» **EXERCISE DETAILS**
Render the lines below as a two-column CSV headed text and answer, with one row for each line paired with all the boxes that answer it, and each field quoted with any line breaks turned into spaces. Leave the picture out.

----- PROVIDED INFORMATION

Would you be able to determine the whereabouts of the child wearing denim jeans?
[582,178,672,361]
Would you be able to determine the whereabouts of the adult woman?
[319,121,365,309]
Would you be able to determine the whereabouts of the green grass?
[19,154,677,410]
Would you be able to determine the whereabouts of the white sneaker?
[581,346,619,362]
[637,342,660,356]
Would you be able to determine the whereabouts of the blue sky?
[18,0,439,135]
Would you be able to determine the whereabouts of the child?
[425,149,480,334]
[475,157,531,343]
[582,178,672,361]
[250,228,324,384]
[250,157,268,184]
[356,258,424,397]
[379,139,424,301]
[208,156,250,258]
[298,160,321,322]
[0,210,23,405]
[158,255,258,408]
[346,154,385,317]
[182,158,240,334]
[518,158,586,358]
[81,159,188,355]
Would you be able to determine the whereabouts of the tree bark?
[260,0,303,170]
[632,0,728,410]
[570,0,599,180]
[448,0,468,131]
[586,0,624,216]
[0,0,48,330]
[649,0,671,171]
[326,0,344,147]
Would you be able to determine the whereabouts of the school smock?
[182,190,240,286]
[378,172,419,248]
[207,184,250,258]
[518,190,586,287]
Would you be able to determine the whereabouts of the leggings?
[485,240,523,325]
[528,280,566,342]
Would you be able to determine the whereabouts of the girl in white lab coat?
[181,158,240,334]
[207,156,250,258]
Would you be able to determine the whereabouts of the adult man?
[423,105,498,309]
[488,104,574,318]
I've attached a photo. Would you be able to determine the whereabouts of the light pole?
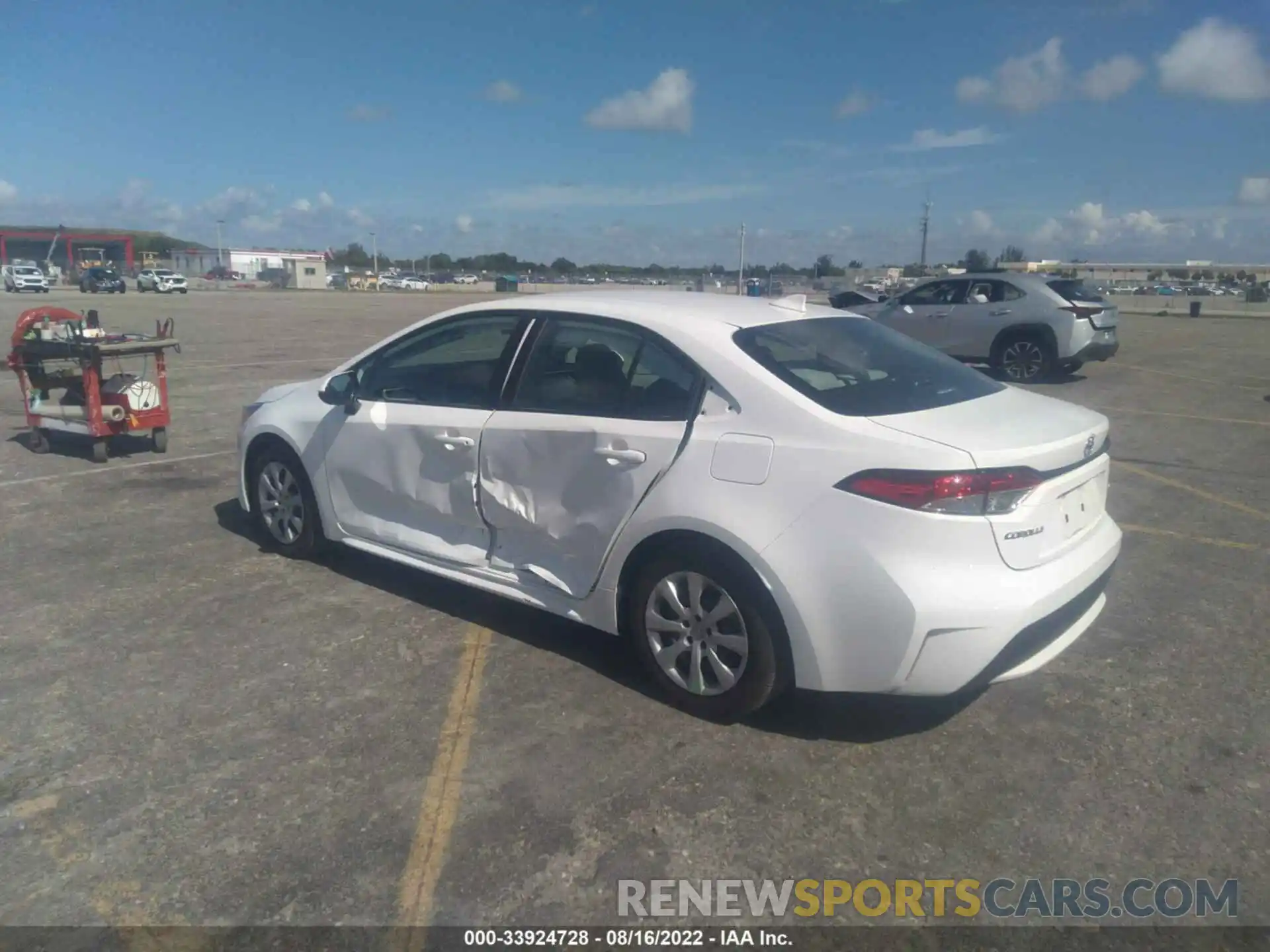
[216,218,225,284]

----------

» **RESULT BELOW**
text,answer
"Would you be able to determine the whereabouts of the child wearing denim jeans?","[582,178,672,361]"
"Would you be able to determine the whereabouts of the adult woman?","[319,121,365,309]"
"Would you be able to determine the whereabouts of the green grass?","[19,154,677,410]"
"Would you be able to determine the whereabouts of the white sneaker?","[581,346,619,362] [637,342,660,356]"
"Would you be able to determine the whereabouts of the blue sky?","[18,0,439,135]"
"Would you be able to determine the whereabouts of the child?","[425,149,480,334] [475,157,531,343] [582,178,672,361] [250,228,324,384] [250,157,268,184] [356,258,424,397] [379,139,424,301] [208,156,250,258] [298,160,321,322] [0,210,23,405] [158,255,258,408] [346,154,385,317] [182,158,240,334] [518,158,586,358] [81,159,188,355]"
"Would you be able to determine the whereabouts of the tree bark?","[260,0,303,170] [632,0,728,410] [570,0,599,180] [448,0,468,131] [586,0,624,216] [0,0,48,330] [649,0,671,171] [326,0,344,147]"
"Would you be able to determine the whereabouts of the school smock?","[182,190,240,286] [378,172,419,248] [207,184,250,258] [518,190,586,287]"
"Would you be able to determine the whereabouts of the leggings?","[485,240,523,325] [528,280,566,342]"
"Would you be able to determine the whereabouts of the girl in white lab coat?","[181,158,240,334] [207,156,250,258]"
"Would you be able to determine the whereabouts of the adult man?","[423,105,498,309] [488,104,574,318]"
"I've attached a photo. Would you be able to determine the whereabouts of the light pole?","[216,218,225,284]"